# [DIRECTIONS]
a – In the article on Maryland's athletic director hire, on what date will Damon Evans officially take over the role?
b – Print the stretch of the article on Maryland's athletic director hire from "Maryland named Damon" through "Anderson since 2014.".
c – Proceed with the article on Maryland's athletic director hire from the point where it stops.

# [TEXT SECTION]
Maryland Stadium. (Bill O’Leary/The Washington Post)

Maryland named Damon Evans its athletic director Monday afternoon, two months after the university started a nationwide search to replace Kevin Anderson. Evans, who has served as acting athletic director for about eight months, will officially take over the role on July 2, the university said in a news release.

Evans has led the athletic department since Anderson went on six-month sabbatical in October. Anderson officially stepped down as Maryland’s athletic director in mid-April. Maryland’s search ended with the familiar Evans, who had been second-in-command to Anderson since 2014.

Evans came to Maryland from the University of Georgia, where in 2004 he became the Southeastern Conference’s first African American athletic director. He resigned in 2010 after he was charged with a DUI. Now he will now have another chance to lead an athletic department at a Power Five conference school.

“It is a great honor to be chosen to lead at the University of Maryland,” said Evans in a statement issued Monday, days after he interviewed against two other finalists.

They were Temple Athletic Director Patrick Kraft and former Tennessee AD John Currie, who each interviewed in College Park at the end of last week. It was believed then that Kraft was the front-runner, and that confidence in Evans had waned following the death of Maryland football player Jordan McNair earlier this month.

But multiple people with knowledge of the hiring process said Evans has had the full support of Maryland President Wallace D. Loh since Anderson resigned. It was Loh who gave a fresh start in college athletics to Evans, who spent four years in the private sector before joining Maryland.

# [GIVEN INFORMATION]

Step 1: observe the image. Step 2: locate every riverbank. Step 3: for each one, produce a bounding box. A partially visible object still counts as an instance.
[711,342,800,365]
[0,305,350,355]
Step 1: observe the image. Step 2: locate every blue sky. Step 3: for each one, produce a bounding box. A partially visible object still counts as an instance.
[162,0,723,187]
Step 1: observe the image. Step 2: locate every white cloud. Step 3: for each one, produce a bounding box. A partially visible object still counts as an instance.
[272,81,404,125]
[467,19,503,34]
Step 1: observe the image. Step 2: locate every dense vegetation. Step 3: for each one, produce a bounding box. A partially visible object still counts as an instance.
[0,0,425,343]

# [RESPONSE LIST]
a – July 2.

b –
Maryland named Damon Evans its athletic director Monday afternoon, two months after the university started a nationwide search to replace Kevin Anderson. Evans, who has served as acting athletic director for about eight months, will officially take over the role on July 2, the university said in a news release.

Evans has led the athletic department since Anderson went on six-month sabbatical in October. Anderson officially stepped down as Maryland’s athletic director in mid-April. Maryland’s search ended with the familiar Evans, who had been second-in-command to Anderson since 2014.

c –
The hiring process was conducted by Turnkey Search and cost the university $120,000, according to a contract obtained by The Post through a public records request.

The university will officially introduce a promoted Evans in a news conference Tuesday.

“Throughout his tenure here, Damon has demonstrated visionary, transparent, compassionate and ethical leadership,” Loh said in a statement issued Monday. “The candidates invited for interviews had impressive credentials and accomplishments. In the end, a senior leadership search is not only about capabilities. It is also about institutional fit and interpersonal trust and chemistry. In Damon, the University​ of Maryland​ has the right person at the right time.”

It is also a trying time for Evans to become Maryland’s full-time athletic director. The university is participating in an external review of McNair’s death, which is being conducted by Walters Incorporated, an athletic training consulting firm. The review started in mid-June and could last up to 90 days, according to the university.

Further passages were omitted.